EXTRAIT SOURCE —

⟨

ILLUSION ET VERITE (II)
Le problème s'est posé, lors de notre excellente soirée, de savoir à quelles conditions l'épreuve de réalité peut être considérée comme critère décisif pour révéler la nature de l'illusion et tenter de la dissoudre. Encore faudrait-il savoir ce qu'est la réalité, problème déjà posé précédemment lors de l'énoncé de la définition traditionnelle de la vérité comme "adéquation". Comment la réalité pourrait-elle être précisément distinguée du régime trop souvent hallucinatoire de la représentation qui, motivée par l'imagination peut parfaitrement s'accorder avec elle ?
Pascal l'a souligné avec force : "L'imagination, maîtresse d'erreur et de fausseté, d'autant plus fourbe qu'elle ne l'est pas toujours". Cette puissance trompeuse, "la folle du logis" suscite des raisonnements d'autant plus fallacieux qu'elle se trouve parfois confirmée par certains faits humains même anecdotiques. De là surgit la redoutable question de l'interprétation des faits et du système représentatif dans lequel ce qui se passe est immédiatement recouvert par les puissances désirantes du sujet. Pour la psyché, y a-t-il seulement des faits objectifs ? Le monde n'est-il pas ma représentation ? Ainsi, on est conduit avec grand embarras à penser qu'il n'y a pas de séparation de nature entre illusion et vérité car aucun critère objectif ne permettrait de démêler ce qui est illusoire et ce qui est de l'ordre de la vérité.

⟩

MATÉRIEL EXTRAIT —
⟨

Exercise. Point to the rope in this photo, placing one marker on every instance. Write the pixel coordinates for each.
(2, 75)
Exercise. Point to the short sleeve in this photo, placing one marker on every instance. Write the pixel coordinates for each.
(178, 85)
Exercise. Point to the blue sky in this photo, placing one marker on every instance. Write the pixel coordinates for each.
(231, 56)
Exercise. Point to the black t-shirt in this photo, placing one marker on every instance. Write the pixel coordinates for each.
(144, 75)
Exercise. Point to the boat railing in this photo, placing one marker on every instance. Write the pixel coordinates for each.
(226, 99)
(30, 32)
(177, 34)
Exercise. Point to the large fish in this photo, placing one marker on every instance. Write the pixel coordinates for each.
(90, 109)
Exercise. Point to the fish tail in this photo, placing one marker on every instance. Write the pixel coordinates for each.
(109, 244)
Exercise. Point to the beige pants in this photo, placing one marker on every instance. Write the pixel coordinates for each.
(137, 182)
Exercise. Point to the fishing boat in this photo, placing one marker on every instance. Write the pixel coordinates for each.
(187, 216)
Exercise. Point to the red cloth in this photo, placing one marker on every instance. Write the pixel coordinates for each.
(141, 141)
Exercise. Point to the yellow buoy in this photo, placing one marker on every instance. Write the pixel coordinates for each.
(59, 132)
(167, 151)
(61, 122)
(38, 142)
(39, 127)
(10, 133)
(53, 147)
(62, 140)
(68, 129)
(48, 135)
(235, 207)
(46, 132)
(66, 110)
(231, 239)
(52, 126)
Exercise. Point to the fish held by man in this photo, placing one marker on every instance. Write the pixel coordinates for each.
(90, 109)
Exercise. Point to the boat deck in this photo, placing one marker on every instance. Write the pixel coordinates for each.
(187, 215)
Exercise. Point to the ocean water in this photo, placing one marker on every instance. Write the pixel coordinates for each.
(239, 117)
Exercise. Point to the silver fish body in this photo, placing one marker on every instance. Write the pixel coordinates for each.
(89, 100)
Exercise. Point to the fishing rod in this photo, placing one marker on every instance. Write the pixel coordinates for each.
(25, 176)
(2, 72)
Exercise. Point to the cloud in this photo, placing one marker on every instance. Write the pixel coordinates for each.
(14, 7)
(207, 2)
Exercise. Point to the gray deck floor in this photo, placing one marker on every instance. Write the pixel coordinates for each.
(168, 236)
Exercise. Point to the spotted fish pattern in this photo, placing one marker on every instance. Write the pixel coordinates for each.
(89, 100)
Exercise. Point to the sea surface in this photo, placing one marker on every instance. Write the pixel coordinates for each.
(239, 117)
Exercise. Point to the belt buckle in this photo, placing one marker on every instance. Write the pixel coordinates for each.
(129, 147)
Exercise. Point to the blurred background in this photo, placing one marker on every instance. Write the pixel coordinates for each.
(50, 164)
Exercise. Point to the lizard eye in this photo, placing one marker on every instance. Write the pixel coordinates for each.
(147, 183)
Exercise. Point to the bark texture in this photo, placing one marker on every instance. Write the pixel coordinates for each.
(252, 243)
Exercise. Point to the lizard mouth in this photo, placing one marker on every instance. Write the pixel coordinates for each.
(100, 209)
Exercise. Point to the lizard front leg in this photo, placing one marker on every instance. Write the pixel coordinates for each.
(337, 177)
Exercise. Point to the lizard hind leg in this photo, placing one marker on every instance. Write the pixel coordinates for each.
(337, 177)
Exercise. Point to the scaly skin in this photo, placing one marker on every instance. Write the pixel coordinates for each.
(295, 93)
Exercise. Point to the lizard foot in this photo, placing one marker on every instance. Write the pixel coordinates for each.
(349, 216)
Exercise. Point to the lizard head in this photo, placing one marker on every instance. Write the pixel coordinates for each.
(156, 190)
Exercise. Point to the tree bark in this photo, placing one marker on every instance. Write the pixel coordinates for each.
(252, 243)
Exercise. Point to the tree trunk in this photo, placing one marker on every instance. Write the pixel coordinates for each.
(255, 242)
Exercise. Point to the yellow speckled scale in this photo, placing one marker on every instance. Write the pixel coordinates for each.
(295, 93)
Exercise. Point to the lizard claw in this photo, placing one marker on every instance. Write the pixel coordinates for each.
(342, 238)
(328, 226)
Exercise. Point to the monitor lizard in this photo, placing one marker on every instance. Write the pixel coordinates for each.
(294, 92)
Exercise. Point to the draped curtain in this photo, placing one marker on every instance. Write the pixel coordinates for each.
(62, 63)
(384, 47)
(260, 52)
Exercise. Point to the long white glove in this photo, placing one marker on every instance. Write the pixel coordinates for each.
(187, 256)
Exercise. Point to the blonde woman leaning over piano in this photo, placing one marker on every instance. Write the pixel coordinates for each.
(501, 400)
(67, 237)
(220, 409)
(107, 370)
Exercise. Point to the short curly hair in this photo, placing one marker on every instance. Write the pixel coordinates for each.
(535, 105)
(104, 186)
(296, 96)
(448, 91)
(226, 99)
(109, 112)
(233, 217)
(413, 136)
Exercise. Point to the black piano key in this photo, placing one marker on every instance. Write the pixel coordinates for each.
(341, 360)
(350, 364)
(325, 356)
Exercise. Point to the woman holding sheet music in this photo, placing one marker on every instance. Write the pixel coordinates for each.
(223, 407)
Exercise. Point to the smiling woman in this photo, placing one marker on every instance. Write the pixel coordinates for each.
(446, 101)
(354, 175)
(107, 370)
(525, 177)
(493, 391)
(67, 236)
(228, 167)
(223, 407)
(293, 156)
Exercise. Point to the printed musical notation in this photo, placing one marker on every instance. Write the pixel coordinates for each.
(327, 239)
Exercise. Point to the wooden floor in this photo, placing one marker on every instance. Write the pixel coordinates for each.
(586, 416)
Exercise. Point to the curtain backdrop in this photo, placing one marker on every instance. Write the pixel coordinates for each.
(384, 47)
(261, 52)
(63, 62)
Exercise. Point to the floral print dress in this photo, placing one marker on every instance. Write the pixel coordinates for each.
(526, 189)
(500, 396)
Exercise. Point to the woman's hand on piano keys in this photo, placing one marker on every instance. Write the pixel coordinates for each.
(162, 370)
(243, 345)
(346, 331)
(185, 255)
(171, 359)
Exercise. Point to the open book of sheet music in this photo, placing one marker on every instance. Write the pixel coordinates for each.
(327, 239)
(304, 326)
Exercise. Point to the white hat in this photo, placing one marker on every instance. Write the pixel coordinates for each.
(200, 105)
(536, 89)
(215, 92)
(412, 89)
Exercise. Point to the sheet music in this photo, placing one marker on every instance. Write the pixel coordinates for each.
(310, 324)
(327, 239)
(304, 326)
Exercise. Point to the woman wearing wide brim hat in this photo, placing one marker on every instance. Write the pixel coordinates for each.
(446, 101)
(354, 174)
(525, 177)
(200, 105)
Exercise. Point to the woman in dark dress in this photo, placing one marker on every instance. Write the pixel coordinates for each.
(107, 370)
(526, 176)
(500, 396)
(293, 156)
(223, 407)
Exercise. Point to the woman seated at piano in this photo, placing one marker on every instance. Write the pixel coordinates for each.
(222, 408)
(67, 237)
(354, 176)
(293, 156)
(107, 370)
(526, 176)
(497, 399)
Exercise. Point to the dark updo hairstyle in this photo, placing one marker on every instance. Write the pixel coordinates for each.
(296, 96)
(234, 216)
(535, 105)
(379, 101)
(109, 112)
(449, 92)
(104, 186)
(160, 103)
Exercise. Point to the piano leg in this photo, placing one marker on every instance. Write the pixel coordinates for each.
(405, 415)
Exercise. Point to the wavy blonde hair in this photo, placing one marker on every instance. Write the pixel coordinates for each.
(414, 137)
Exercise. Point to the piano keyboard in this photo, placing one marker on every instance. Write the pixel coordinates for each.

⟩

Reprenez l'extrait sur l'illusion et la vérité à partir des mots "ILLUSION ET VERITE" et jusqu'à "avec elle ?" inclus, en substituant "perception" à "représentation". Seul l'extrait sur l'illusion et la vérité sert de référence.

ILLUSION ET VERITE (II)
Le problème s'est posé, lors de notre excellente soirée, de savoir à quelles conditions l'épreuve de réalité peut être considérée comme critère décisif pour révéler la nature de l'illusion et tenter de la dissoudre. Encore faudrait-il savoir ce qu'est la réalité, problème déjà posé précédemment lors de l'énoncé de la définition traditionnelle de la vérité comme "adéquation". Comment la réalité pourrait-elle être précisément distinguée du régime trop souvent hallucinatoire de la perception qui, motivée par l'imagination peut parfaitrement s'accorder avec elle ?